* [Material provided]:
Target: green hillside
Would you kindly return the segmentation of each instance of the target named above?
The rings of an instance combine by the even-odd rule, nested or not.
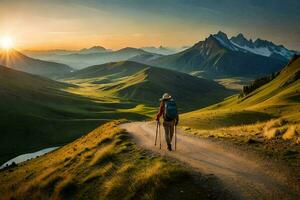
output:
[[[273,118],[300,122],[300,57],[295,56],[271,82],[252,93],[228,98],[222,103],[182,116],[184,124],[215,129],[253,124]]]
[[[300,57],[295,56],[280,73],[261,80],[268,79],[271,81],[249,94],[235,95],[181,115],[181,125],[191,134],[230,142],[268,159],[284,162],[294,169],[297,177],[300,167]]]
[[[65,80],[79,86],[70,92],[148,106],[157,106],[159,97],[169,92],[183,111],[211,105],[233,94],[211,80],[132,61],[88,67]]]
[[[214,176],[136,147],[119,123],[1,170],[1,199],[233,199]]]
[[[57,146],[110,119],[145,119],[132,103],[95,102],[65,92],[76,88],[0,67],[0,163],[20,153]]]

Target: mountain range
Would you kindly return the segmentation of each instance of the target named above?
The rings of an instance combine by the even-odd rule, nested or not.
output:
[[[90,48],[83,48],[80,50],[65,50],[65,49],[54,49],[54,50],[24,50],[22,53],[35,57],[35,56],[51,56],[51,55],[68,55],[68,54],[89,54],[89,53],[103,53],[111,51],[102,46],[93,46]]]
[[[187,73],[200,72],[205,77],[258,77],[282,69],[294,53],[266,40],[247,40],[242,34],[229,39],[220,31],[182,52],[150,61],[143,61],[141,56],[134,60]]]
[[[154,56],[155,58],[160,57],[160,54],[150,53],[143,49],[132,47],[126,47],[116,51],[107,50],[103,47],[92,47],[80,51],[24,51],[24,53],[33,58],[63,63],[75,69],[82,69],[108,62],[124,61],[138,55]]]
[[[64,64],[30,58],[16,50],[0,50],[0,65],[50,78],[70,73],[73,70]]]
[[[79,51],[25,51],[38,59],[64,63],[76,69],[108,62],[130,60],[161,68],[197,74],[206,78],[261,77],[277,72],[297,53],[271,41],[247,39],[243,34],[231,38],[219,31],[204,41],[176,53],[171,48],[123,48],[112,51],[101,46]]]

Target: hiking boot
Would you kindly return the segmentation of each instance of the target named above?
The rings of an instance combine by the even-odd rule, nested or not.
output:
[[[168,144],[168,150],[172,151],[172,145],[171,144]]]

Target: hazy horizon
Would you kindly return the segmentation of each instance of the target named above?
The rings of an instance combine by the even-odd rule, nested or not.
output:
[[[11,36],[20,50],[115,50],[180,48],[221,30],[299,50],[299,6],[296,0],[2,0],[0,36]]]
[[[220,31],[222,31],[222,30],[220,30]],[[237,34],[239,34],[239,33],[242,33],[242,32],[238,32]],[[217,34],[217,32],[211,33],[211,34]],[[244,33],[242,33],[242,34],[245,36],[246,39],[252,39],[253,41],[255,41],[256,39],[262,39],[262,40],[268,40],[268,41],[273,42],[272,40],[269,40],[268,38],[261,38],[261,37],[258,37],[258,38],[249,38]],[[155,46],[155,45],[151,45],[150,44],[148,46],[121,46],[121,47],[118,47],[118,48],[108,48],[108,47],[103,46],[101,44],[91,44],[90,46],[83,46],[83,47],[79,47],[79,48],[64,48],[64,47],[62,47],[62,48],[52,48],[52,49],[51,48],[50,49],[47,49],[47,48],[41,48],[41,49],[39,49],[39,48],[34,48],[34,49],[24,48],[24,49],[20,49],[20,50],[22,50],[22,51],[56,51],[56,50],[78,51],[78,50],[82,50],[82,49],[89,49],[89,48],[92,48],[92,47],[103,47],[103,48],[105,48],[107,50],[116,51],[116,50],[120,50],[120,49],[127,48],[127,47],[129,47],[129,48],[140,48],[140,49],[142,49],[142,48],[148,48],[148,47],[155,47],[155,48],[164,47],[164,48],[169,48],[169,49],[172,49],[172,50],[175,51],[175,50],[181,50],[181,49],[185,49],[185,48],[191,47],[192,45],[196,44],[197,42],[205,40],[206,38],[209,37],[209,35],[204,36],[204,38],[201,38],[201,39],[199,39],[197,41],[194,41],[191,44],[186,44],[186,45],[182,45],[182,46],[164,46],[164,45]],[[228,35],[227,34],[228,38],[231,38],[232,36],[236,36],[236,35]],[[283,44],[276,43],[276,45],[283,45]],[[291,50],[300,50],[300,49],[291,49]]]

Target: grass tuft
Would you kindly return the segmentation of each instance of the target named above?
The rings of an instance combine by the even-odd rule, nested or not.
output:
[[[110,162],[105,166],[98,168],[97,170],[91,171],[89,175],[85,177],[83,183],[90,183],[94,180],[99,179],[100,177],[104,177],[109,175],[113,170],[113,163]]]
[[[282,135],[284,133],[284,130],[281,127],[286,123],[287,122],[283,119],[268,121],[264,127],[263,135],[267,139],[273,139],[275,137]]]
[[[72,177],[65,178],[56,187],[56,191],[62,197],[62,199],[71,197],[72,195],[76,194],[77,190],[78,185]]]
[[[283,134],[282,138],[284,140],[290,140],[290,139],[294,138],[296,135],[297,135],[296,126],[291,125],[291,126],[289,126],[287,131]]]
[[[109,161],[112,161],[113,158],[114,158],[114,153],[113,153],[114,152],[113,151],[114,147],[115,146],[113,144],[111,144],[111,145],[108,145],[108,146],[105,146],[105,147],[99,149],[95,153],[92,161],[90,162],[90,166],[101,165],[103,163],[107,163]]]
[[[278,128],[271,128],[271,129],[264,130],[264,136],[267,139],[273,139],[275,137],[278,137],[280,134],[281,134],[281,131]]]

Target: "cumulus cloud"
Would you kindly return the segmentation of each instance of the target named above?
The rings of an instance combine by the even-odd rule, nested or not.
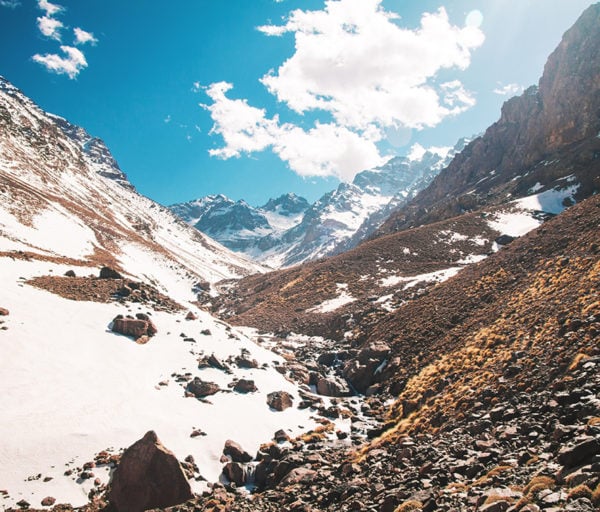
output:
[[[212,154],[230,158],[271,148],[298,174],[350,180],[381,161],[376,143],[386,130],[432,127],[472,107],[475,99],[459,80],[436,79],[440,71],[470,65],[484,40],[481,30],[453,26],[444,8],[424,13],[418,28],[404,28],[381,3],[326,0],[322,10],[297,9],[282,25],[258,27],[267,36],[295,39],[294,54],[261,83],[292,111],[329,122],[308,130],[282,124],[227,98],[230,84],[213,84],[207,108],[212,133],[225,145]]]
[[[232,158],[270,148],[300,176],[336,176],[343,181],[382,163],[375,145],[378,134],[359,135],[334,123],[316,123],[309,130],[281,123],[278,116],[268,118],[264,109],[246,100],[228,98],[232,87],[219,82],[206,91],[213,101],[204,105],[214,121],[211,133],[225,142],[210,151],[212,156]]]
[[[51,39],[60,41],[60,29],[64,26],[61,21],[52,18],[51,16],[40,16],[37,19],[37,23],[42,34]]]
[[[525,87],[518,84],[499,84],[492,92],[500,96],[515,96],[516,94],[521,94],[524,90]]]
[[[75,27],[73,29],[73,34],[75,35],[75,44],[96,44],[98,42],[98,39],[94,37],[94,34],[91,32],[86,32],[79,27]]]
[[[451,25],[443,8],[410,30],[381,0],[328,0],[324,10],[295,10],[285,25],[259,30],[295,36],[294,55],[261,81],[296,112],[326,110],[357,128],[423,128],[472,104],[448,108],[432,83],[442,69],[466,69],[484,39],[477,27]]]
[[[87,67],[85,55],[77,48],[72,46],[61,46],[64,57],[55,53],[33,56],[33,60],[44,66],[48,71],[59,75],[67,75],[69,78],[75,78],[82,69]]]
[[[46,16],[54,16],[63,10],[62,5],[50,3],[48,0],[38,0],[38,7],[46,11]]]

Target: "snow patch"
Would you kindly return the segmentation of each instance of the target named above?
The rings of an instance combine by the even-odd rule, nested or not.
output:
[[[330,313],[331,311],[335,311],[336,309],[345,306],[346,304],[350,304],[354,302],[356,299],[352,297],[347,292],[348,285],[343,283],[336,284],[339,295],[334,297],[333,299],[324,300],[318,306],[307,309],[306,311],[309,313]]]

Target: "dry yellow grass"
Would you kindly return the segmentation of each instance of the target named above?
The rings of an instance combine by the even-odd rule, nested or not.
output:
[[[402,505],[398,505],[394,512],[410,512],[411,510],[422,510],[423,503],[417,500],[409,500],[402,503]]]
[[[578,485],[577,487],[573,487],[569,491],[567,499],[576,500],[578,498],[587,498],[588,500],[592,499],[592,490],[584,484]]]

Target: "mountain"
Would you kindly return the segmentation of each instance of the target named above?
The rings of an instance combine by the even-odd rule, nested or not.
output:
[[[286,194],[252,208],[219,195],[170,208],[234,251],[271,267],[289,267],[357,245],[425,188],[467,142],[461,139],[454,148],[424,151],[419,157],[392,158],[358,173],[352,183],[341,183],[312,205]]]
[[[253,208],[243,200],[232,201],[219,194],[169,208],[189,225],[232,251],[252,255],[263,239],[276,237],[296,225],[308,208],[308,202],[290,193]]]
[[[380,234],[435,222],[577,184],[575,199],[600,187],[600,57],[596,7],[569,29],[537,86],[507,101],[500,119],[431,185],[388,219]]]
[[[315,427],[314,410],[275,409],[300,402],[285,359],[196,302],[264,270],[0,79],[0,508],[97,510],[123,448],[150,430],[190,496],[219,480],[228,440],[255,452]]]
[[[2,251],[213,282],[262,270],[139,195],[102,141],[0,79]],[[139,272],[139,271],[138,271]]]

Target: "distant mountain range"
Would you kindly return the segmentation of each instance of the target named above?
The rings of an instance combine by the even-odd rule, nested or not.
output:
[[[312,205],[289,193],[258,208],[224,195],[170,208],[229,249],[271,267],[288,267],[356,246],[423,190],[468,142],[463,138],[453,148],[425,150],[417,158],[392,158]]]

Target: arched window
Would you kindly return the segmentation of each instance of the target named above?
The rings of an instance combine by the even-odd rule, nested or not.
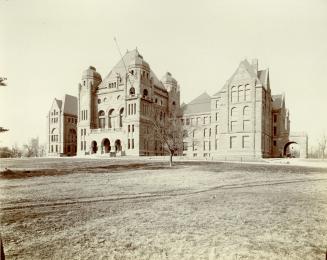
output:
[[[109,128],[112,128],[113,127],[113,114],[114,114],[114,109],[110,109],[110,111],[109,111],[109,117],[108,117],[108,126],[109,126]]]
[[[236,116],[236,107],[232,107],[230,110],[230,115],[231,116]]]
[[[176,105],[176,102],[175,101],[173,101],[173,106],[175,106]]]
[[[144,89],[143,90],[143,97],[147,97],[148,96],[148,90],[147,89]]]
[[[131,88],[129,89],[129,94],[130,94],[131,96],[134,96],[134,95],[135,95],[135,88],[131,87]]]
[[[124,113],[124,108],[122,107],[119,111],[119,127],[123,127],[123,113]]]
[[[238,101],[244,101],[244,86],[238,86]]]
[[[231,102],[237,102],[237,89],[235,86],[231,89]]]
[[[206,137],[206,135],[207,135],[207,129],[204,128],[204,129],[203,129],[203,136]]]
[[[248,106],[245,106],[243,108],[243,116],[249,116],[250,115],[250,108]]]
[[[103,110],[99,111],[99,128],[105,128],[106,126],[106,119],[105,113]]]
[[[251,100],[251,88],[250,88],[250,85],[247,84],[245,85],[245,101],[250,101]]]

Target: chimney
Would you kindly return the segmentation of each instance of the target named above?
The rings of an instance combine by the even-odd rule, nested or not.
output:
[[[258,59],[252,59],[252,67],[258,73]]]

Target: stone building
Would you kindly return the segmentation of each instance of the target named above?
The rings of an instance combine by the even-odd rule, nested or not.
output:
[[[241,61],[220,91],[182,106],[183,155],[254,159],[286,155],[290,140],[284,95],[272,95],[269,70]],[[304,155],[303,155],[304,156]]]
[[[177,81],[167,72],[161,80],[138,50],[126,52],[103,79],[90,66],[78,88],[78,155],[163,155],[150,122],[180,109]]]
[[[73,156],[77,152],[77,98],[54,99],[47,115],[48,156]]]

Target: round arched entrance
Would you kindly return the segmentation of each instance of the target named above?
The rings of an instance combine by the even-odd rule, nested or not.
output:
[[[111,147],[110,147],[110,141],[108,138],[104,138],[102,140],[102,147],[103,147],[103,152],[104,153],[109,153],[110,150],[111,150]]]
[[[97,153],[98,151],[98,144],[96,141],[92,141],[91,143],[91,153]]]
[[[121,141],[117,139],[115,141],[115,152],[120,152],[121,151]]]
[[[291,141],[284,145],[284,156],[297,158],[300,157],[300,147],[297,142]]]

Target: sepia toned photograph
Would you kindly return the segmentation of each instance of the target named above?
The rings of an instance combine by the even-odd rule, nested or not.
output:
[[[326,0],[0,0],[0,260],[327,259]]]

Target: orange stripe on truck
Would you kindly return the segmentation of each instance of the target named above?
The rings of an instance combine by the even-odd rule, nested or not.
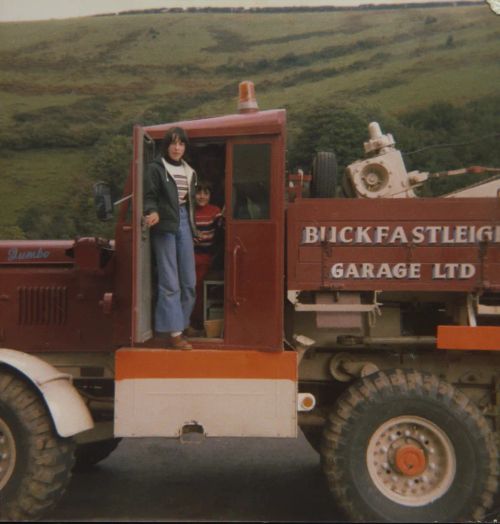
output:
[[[438,326],[438,349],[500,351],[500,327]]]
[[[115,354],[115,380],[138,378],[236,378],[297,381],[293,351],[122,348]]]

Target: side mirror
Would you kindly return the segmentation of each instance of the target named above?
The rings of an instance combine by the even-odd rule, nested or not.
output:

* [The task]:
Transcribe exactly, and only, the lines from the one with "Target: sepia toned photograph" through the final line of the data above. The pictures stay out.

* [Response to this exercise]:
Target: sepia toned photograph
Would you kindly return the segmentation of each instance of the target named above?
The rings of an instance combine by the even-odd rule, nested or not.
output:
[[[326,0],[0,0],[0,260],[327,259]]]

Target: orange stripe on truck
Would you kindly return the segmentation of each instance of the target named above?
The rings of an instance combine by the even-odd rule, nested or not.
output:
[[[438,326],[438,349],[500,351],[500,327]]]
[[[115,354],[115,380],[138,378],[236,378],[297,381],[293,351],[122,348]]]

Target: side mirror
Would you kindly return the segmentation of each instance of the target named above?
The rings of an instance combine by the even-odd rule, nested or not.
output:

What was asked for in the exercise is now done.